Arrange the lines of the entries below as a numbered list, beginning with the first line of the entries and stopping after the line that contains "box: [120, 2, 440, 1200]". Skip blank lines and leave the pictures out of the answer.

[Stored data entries]
· · · · ·

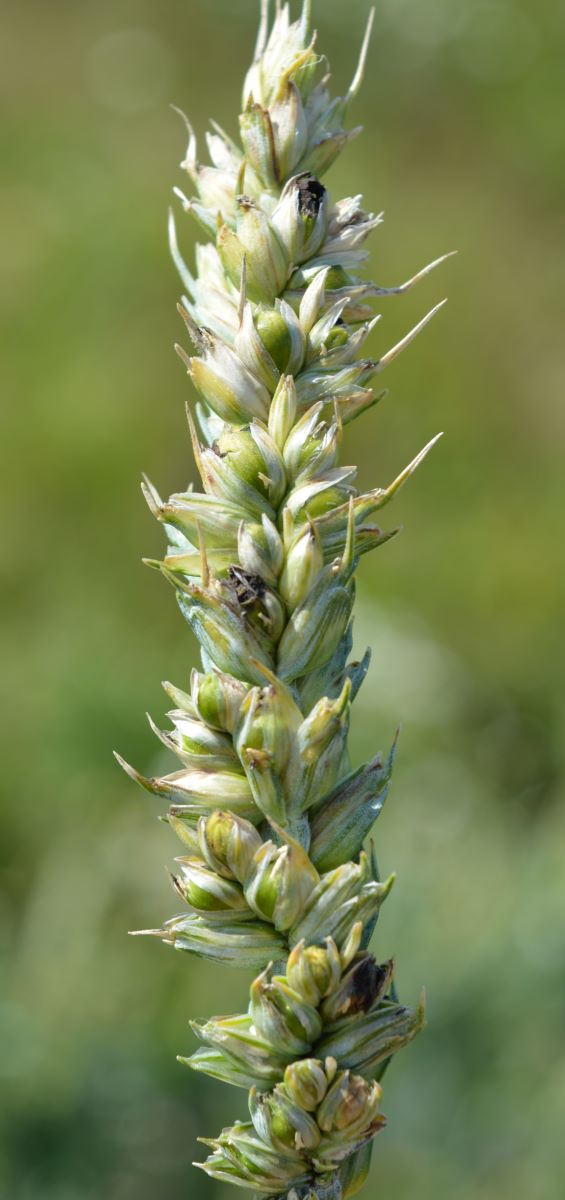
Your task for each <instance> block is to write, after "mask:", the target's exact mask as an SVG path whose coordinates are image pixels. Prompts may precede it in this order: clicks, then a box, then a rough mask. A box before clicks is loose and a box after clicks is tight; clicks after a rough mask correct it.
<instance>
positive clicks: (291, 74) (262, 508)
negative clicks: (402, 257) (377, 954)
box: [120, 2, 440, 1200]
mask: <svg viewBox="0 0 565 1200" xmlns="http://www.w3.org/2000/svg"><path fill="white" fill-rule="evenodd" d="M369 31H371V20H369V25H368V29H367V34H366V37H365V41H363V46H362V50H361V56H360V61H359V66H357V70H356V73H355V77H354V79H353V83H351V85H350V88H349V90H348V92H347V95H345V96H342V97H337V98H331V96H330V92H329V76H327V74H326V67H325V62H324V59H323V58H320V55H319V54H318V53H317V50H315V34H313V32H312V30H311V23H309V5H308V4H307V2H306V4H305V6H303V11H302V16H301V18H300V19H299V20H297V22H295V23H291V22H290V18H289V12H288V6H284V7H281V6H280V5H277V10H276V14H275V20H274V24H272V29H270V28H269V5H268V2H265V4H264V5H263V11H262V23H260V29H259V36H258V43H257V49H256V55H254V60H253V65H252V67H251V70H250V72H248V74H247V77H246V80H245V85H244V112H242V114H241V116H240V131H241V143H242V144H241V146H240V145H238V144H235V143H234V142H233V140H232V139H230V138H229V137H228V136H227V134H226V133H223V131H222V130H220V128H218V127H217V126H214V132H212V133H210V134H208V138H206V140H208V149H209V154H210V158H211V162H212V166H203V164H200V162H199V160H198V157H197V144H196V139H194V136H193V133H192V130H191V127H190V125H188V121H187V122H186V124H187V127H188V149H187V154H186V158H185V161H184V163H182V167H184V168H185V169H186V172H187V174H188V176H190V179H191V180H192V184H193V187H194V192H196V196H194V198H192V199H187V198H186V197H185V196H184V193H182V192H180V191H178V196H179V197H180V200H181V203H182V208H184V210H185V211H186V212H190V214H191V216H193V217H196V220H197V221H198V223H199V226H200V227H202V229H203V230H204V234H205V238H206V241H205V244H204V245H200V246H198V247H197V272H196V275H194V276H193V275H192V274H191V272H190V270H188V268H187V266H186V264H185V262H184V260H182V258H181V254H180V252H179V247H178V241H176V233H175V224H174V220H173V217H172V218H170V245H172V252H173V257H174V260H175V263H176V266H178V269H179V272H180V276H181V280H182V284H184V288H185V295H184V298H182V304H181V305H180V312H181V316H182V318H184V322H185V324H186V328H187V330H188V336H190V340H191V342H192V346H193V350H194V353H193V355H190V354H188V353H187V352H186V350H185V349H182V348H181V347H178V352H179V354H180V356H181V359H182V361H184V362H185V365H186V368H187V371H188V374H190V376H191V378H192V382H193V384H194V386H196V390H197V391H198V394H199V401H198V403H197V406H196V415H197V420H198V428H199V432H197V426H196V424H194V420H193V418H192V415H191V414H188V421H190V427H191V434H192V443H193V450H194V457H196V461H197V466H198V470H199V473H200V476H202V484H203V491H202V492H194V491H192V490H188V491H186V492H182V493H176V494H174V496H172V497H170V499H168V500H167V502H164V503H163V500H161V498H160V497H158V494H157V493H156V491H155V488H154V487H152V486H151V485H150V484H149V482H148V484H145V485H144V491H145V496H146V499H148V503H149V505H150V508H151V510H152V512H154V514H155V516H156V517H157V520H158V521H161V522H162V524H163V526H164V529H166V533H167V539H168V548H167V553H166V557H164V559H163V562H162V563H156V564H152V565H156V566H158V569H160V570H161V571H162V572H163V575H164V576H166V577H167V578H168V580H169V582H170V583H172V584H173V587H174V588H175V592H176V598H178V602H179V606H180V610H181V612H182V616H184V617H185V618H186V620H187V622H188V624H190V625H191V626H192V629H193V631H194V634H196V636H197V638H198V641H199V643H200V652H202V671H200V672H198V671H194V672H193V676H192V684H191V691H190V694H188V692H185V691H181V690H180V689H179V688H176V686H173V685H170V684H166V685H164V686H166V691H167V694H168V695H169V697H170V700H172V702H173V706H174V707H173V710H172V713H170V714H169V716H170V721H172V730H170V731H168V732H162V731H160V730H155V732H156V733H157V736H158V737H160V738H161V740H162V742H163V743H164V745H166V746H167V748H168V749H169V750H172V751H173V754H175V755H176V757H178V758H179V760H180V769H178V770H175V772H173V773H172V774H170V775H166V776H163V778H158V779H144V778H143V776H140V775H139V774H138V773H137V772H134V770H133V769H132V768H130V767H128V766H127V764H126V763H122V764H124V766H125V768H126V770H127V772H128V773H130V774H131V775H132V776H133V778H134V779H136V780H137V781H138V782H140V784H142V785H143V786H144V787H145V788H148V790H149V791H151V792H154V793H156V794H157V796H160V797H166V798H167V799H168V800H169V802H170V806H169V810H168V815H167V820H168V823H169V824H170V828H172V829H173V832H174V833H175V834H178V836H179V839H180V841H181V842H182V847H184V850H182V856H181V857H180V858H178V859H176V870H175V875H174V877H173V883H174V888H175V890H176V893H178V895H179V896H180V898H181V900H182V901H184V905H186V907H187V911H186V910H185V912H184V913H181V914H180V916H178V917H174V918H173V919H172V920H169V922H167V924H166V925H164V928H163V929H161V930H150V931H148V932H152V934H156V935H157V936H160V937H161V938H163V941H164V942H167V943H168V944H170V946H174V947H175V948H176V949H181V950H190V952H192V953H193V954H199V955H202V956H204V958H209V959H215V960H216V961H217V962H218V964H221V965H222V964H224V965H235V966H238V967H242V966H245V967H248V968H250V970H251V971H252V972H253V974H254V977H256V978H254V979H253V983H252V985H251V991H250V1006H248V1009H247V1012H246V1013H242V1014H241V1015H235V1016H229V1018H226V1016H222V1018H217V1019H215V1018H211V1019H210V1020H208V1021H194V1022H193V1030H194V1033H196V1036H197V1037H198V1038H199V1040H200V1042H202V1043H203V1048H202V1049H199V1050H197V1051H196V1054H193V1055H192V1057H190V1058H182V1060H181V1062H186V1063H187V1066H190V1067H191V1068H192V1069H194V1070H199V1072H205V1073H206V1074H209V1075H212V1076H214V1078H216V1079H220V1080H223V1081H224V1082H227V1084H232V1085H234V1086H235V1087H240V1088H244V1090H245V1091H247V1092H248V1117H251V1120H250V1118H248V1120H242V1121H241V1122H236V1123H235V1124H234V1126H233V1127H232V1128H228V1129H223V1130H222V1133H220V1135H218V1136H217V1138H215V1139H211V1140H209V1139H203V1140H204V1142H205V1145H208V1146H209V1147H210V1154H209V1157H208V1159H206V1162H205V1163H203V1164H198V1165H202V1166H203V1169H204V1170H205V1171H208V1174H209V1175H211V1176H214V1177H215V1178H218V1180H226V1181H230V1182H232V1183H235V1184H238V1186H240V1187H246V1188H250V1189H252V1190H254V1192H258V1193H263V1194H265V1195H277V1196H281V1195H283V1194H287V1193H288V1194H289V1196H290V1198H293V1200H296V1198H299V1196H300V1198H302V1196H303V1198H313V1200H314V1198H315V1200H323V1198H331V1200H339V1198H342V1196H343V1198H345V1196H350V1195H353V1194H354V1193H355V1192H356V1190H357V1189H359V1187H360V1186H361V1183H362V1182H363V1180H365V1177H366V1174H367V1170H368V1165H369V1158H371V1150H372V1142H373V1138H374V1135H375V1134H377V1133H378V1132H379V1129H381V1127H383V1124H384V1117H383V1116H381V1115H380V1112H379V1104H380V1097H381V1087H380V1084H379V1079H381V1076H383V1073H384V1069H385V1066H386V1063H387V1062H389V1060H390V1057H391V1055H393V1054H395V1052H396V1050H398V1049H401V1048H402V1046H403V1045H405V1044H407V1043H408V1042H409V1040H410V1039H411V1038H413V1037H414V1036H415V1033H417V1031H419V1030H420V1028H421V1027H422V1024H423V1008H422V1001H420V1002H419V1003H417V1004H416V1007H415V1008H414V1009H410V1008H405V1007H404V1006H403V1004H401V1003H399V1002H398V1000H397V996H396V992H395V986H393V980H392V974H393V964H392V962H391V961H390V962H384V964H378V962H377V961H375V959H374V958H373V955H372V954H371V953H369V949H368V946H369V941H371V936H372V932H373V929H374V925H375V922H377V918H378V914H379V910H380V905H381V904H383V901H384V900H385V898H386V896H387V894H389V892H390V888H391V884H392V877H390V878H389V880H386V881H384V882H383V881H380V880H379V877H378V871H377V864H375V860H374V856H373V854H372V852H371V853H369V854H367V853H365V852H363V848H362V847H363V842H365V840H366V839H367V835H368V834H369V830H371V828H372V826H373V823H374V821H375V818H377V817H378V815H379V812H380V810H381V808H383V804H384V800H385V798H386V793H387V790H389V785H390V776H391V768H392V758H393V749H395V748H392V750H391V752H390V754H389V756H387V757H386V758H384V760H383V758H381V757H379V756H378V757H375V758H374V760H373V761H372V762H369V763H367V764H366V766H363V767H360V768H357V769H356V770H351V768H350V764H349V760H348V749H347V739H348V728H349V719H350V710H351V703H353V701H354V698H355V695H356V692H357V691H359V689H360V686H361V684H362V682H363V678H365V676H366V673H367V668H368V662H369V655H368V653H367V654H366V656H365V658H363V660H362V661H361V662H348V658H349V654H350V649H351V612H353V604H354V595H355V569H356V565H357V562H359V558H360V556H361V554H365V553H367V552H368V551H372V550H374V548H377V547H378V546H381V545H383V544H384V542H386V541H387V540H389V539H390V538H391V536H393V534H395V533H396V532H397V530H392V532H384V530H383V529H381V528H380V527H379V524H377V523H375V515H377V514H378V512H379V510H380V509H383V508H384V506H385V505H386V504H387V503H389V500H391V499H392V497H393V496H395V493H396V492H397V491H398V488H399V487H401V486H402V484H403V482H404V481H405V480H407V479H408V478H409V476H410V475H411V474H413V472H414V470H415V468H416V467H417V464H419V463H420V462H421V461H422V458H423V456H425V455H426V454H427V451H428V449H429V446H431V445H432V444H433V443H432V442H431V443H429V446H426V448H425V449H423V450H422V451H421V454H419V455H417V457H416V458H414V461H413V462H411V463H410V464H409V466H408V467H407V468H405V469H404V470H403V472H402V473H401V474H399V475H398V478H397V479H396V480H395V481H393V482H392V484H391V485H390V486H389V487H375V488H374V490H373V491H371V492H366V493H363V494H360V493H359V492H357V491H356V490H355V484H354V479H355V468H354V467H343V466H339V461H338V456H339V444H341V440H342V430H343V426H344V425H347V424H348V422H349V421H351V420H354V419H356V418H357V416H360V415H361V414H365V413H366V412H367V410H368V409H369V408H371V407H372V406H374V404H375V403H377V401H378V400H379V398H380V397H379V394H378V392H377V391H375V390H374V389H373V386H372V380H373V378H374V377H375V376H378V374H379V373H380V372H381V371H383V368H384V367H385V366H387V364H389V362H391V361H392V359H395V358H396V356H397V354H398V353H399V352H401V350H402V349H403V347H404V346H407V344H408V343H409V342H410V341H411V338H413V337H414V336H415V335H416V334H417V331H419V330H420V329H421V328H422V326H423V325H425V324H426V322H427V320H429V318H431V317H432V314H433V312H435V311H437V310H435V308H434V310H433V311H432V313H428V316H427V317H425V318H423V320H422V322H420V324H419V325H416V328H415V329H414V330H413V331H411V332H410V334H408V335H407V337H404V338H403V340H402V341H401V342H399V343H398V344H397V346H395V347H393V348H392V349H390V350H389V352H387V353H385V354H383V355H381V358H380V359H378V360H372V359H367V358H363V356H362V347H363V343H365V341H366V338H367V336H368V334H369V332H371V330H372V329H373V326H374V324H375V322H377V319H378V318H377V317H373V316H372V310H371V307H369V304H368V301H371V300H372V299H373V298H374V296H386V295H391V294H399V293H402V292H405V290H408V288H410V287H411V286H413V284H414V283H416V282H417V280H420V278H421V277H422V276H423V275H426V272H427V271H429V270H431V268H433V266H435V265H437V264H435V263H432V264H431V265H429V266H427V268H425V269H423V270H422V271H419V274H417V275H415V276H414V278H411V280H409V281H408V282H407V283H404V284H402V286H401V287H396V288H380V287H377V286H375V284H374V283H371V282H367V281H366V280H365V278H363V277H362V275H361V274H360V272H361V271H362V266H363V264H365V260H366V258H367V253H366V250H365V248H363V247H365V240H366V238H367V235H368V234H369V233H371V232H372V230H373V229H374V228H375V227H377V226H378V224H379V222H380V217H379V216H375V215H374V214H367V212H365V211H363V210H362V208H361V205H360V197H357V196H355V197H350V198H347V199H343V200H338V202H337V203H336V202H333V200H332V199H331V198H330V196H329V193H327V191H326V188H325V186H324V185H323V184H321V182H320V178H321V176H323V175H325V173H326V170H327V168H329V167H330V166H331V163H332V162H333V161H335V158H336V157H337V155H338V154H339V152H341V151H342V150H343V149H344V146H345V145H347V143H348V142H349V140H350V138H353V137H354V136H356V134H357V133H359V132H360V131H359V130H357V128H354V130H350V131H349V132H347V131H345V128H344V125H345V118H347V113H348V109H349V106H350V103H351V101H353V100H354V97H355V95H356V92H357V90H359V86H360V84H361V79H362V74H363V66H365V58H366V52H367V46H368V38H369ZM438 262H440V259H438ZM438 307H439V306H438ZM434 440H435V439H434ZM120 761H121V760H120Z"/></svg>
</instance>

· · · · ·

* **RESPONSE TO THIS TASK**:
1. Your task for each <instance> block is to write, after "mask:", the target's exact mask as an SVG path whose coordinates are image pixels. Prompts may precede it in this order: clicks, then a box, then a rough mask. A box before clicks is loose and a box after clicks is tight; clicks after a rough mask correct it.
2. <instance>
3. positive clicks: (291, 74) (262, 508)
4. negative clicks: (402, 257) (377, 954)
5. box: [120, 2, 440, 1200]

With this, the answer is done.